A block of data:
=====

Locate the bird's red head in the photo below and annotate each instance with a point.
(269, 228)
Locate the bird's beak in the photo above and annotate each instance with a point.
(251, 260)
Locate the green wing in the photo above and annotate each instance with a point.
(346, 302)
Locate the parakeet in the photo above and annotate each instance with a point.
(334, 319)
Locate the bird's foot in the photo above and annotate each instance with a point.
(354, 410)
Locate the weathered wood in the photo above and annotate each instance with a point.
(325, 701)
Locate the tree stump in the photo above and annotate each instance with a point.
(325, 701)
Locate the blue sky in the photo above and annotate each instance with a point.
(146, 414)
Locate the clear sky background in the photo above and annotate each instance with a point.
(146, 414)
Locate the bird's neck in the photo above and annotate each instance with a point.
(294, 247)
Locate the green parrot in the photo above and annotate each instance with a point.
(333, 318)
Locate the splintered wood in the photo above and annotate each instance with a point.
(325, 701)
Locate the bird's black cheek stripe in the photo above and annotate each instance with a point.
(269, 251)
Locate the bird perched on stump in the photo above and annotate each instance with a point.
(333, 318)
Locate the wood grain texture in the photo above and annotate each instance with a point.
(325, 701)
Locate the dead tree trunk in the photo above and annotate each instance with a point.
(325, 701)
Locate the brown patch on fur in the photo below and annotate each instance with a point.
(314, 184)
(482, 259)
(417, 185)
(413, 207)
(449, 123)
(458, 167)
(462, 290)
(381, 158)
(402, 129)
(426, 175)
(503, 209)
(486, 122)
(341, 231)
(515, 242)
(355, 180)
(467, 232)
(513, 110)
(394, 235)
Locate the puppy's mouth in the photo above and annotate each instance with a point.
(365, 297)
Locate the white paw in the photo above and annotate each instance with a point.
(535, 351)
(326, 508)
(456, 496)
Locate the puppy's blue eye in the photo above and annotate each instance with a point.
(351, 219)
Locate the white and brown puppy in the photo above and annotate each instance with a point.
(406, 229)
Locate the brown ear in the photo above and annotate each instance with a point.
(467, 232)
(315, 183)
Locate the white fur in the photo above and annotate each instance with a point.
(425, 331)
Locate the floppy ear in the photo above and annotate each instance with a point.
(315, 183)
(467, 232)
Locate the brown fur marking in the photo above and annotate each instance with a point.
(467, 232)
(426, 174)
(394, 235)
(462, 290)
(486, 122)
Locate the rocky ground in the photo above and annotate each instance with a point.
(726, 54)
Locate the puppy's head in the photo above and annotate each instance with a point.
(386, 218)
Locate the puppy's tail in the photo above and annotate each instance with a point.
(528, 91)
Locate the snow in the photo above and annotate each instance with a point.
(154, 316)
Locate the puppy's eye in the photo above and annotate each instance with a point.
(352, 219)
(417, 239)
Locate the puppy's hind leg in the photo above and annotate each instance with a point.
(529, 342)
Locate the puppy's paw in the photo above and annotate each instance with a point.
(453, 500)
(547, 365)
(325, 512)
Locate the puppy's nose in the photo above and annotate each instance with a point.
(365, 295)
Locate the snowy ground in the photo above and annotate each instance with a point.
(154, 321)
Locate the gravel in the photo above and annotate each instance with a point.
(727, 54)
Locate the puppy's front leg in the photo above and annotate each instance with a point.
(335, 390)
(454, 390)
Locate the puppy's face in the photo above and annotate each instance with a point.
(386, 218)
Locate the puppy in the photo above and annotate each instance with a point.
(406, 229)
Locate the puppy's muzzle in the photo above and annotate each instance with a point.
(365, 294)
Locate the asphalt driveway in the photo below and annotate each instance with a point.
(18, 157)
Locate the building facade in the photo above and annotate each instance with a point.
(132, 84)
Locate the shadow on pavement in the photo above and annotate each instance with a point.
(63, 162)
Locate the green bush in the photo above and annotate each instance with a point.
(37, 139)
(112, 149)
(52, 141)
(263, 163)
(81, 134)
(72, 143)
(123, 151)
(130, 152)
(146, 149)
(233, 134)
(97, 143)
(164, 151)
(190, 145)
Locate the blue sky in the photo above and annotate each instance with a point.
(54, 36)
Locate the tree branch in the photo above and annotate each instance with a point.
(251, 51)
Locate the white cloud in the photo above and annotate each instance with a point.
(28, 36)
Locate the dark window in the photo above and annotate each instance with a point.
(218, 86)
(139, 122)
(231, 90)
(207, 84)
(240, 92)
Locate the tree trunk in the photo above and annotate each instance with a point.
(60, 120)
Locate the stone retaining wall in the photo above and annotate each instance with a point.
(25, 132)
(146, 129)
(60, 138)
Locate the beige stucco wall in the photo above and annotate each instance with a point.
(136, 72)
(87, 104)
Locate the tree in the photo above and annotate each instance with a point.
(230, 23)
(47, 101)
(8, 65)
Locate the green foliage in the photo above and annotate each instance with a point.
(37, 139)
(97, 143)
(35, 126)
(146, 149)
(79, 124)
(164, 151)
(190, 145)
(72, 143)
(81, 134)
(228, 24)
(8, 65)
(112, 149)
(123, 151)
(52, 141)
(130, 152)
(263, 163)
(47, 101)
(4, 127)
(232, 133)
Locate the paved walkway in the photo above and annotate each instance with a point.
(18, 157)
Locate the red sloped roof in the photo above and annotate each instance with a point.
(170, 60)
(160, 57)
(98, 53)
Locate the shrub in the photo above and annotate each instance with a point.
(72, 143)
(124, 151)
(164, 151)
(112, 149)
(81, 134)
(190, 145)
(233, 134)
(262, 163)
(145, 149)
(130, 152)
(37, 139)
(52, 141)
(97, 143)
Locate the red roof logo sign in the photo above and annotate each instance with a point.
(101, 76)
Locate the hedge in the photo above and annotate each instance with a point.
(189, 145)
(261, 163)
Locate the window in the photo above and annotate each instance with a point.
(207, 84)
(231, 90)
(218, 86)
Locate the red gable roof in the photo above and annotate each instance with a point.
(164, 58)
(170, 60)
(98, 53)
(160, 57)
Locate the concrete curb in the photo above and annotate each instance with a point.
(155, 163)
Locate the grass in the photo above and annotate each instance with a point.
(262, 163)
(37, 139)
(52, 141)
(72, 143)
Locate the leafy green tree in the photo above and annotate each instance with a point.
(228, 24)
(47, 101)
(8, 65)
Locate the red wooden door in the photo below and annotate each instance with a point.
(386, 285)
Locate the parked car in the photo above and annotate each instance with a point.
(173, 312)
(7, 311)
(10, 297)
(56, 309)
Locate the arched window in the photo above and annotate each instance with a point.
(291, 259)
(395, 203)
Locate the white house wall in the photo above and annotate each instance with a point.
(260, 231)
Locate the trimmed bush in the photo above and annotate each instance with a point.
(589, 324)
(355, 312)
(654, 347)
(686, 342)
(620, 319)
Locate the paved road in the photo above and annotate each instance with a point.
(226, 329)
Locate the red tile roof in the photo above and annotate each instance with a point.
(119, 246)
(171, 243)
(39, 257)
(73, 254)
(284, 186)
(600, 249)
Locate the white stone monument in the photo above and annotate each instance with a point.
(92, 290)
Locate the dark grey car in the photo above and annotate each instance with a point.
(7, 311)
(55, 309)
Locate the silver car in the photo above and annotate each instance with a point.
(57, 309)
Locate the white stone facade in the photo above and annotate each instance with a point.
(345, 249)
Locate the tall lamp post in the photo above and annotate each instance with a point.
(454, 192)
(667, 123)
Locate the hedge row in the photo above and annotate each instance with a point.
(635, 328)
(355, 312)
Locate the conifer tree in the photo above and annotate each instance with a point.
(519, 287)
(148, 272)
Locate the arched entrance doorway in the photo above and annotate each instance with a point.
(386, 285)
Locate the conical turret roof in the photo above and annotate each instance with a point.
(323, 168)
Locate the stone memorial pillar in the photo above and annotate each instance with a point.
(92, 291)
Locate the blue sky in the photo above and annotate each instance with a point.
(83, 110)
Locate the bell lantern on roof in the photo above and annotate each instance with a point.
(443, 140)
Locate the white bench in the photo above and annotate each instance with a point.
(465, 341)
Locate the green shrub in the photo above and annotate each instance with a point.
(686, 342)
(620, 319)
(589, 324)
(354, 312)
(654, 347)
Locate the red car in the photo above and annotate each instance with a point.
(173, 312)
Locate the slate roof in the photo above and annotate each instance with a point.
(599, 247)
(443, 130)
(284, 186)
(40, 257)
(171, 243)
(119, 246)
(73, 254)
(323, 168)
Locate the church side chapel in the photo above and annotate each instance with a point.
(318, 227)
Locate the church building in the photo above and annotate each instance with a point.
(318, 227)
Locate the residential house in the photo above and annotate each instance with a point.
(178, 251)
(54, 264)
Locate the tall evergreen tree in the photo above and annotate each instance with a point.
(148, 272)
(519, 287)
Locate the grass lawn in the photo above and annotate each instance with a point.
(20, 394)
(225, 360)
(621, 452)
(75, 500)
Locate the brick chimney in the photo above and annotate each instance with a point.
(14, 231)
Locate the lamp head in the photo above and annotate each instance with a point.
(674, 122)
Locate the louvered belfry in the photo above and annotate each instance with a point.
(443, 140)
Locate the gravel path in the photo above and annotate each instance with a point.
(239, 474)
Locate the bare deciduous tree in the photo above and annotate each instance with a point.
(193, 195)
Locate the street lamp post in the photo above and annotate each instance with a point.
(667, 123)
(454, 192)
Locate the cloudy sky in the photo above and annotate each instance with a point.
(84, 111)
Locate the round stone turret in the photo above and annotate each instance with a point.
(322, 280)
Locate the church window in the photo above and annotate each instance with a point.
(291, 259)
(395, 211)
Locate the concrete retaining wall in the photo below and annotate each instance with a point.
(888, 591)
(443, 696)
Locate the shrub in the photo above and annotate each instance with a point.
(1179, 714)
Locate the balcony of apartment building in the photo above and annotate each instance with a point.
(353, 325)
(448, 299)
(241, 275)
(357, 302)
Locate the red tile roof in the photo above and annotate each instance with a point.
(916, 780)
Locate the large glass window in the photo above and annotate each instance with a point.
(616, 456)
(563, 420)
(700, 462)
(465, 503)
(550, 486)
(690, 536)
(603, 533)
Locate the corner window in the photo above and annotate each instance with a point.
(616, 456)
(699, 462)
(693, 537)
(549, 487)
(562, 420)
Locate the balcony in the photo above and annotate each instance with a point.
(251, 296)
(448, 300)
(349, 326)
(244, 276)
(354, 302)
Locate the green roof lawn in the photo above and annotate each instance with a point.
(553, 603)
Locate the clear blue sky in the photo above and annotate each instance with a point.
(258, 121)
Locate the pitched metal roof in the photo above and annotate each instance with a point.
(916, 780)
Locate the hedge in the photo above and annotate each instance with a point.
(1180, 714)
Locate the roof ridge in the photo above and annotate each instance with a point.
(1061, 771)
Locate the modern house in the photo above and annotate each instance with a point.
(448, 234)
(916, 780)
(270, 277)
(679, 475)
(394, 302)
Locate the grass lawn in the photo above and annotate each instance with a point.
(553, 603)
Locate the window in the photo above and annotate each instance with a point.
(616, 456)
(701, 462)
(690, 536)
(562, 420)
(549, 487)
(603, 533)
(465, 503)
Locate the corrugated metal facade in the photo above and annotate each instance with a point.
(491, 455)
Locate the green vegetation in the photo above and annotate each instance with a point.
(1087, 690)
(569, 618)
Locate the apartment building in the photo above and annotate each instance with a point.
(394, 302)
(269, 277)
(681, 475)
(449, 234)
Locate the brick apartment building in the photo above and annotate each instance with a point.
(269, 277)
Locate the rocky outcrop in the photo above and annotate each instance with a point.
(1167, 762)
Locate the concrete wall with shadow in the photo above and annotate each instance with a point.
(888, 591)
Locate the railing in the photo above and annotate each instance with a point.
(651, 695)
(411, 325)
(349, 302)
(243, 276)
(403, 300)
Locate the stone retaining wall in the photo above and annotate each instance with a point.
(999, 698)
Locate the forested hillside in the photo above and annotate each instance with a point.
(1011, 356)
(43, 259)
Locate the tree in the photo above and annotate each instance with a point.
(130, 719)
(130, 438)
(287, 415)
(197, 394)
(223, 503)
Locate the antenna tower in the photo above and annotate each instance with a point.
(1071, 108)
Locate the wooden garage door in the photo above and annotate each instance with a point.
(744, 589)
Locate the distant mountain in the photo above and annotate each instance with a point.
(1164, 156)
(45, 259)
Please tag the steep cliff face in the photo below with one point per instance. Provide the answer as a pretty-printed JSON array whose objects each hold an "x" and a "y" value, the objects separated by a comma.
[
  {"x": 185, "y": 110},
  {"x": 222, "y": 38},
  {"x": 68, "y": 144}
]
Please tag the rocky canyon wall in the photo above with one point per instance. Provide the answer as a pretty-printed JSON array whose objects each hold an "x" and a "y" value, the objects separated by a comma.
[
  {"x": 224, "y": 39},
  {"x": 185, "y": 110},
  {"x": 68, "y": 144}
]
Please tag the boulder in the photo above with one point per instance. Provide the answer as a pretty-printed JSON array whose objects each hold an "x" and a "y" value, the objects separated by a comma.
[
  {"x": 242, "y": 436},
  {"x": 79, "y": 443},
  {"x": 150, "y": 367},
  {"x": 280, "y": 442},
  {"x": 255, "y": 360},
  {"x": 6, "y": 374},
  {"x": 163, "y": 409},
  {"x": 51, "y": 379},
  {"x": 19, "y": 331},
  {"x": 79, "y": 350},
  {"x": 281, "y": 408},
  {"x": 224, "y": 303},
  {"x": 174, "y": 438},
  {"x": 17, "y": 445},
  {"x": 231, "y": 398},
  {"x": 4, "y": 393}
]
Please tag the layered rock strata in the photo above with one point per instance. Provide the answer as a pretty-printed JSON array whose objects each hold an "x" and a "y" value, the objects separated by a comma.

=====

_Exercise task_
Transcribe, word for word, every line from the one containing "Please tag the boulder" through the final line of the entries, and nothing else.

_Solution to this task_
Please tag the boulder in the photo above with one point per instance. Provide the answer as a pretty-printed JSON array whose objects each hold an "x" and a "y" value, the objects separated by a comma.
[
  {"x": 242, "y": 436},
  {"x": 79, "y": 443},
  {"x": 150, "y": 367},
  {"x": 280, "y": 442},
  {"x": 255, "y": 360},
  {"x": 6, "y": 374},
  {"x": 163, "y": 409},
  {"x": 51, "y": 379},
  {"x": 19, "y": 331},
  {"x": 79, "y": 350},
  {"x": 281, "y": 408},
  {"x": 224, "y": 303},
  {"x": 174, "y": 438},
  {"x": 17, "y": 445},
  {"x": 231, "y": 398},
  {"x": 4, "y": 393}
]
Please tag the layered rock strata in the photo above with one point per instance. Provide the answer as a pretty-printed JSON array whose objects each hold an "x" and a "y" value, the objects separated by a comma.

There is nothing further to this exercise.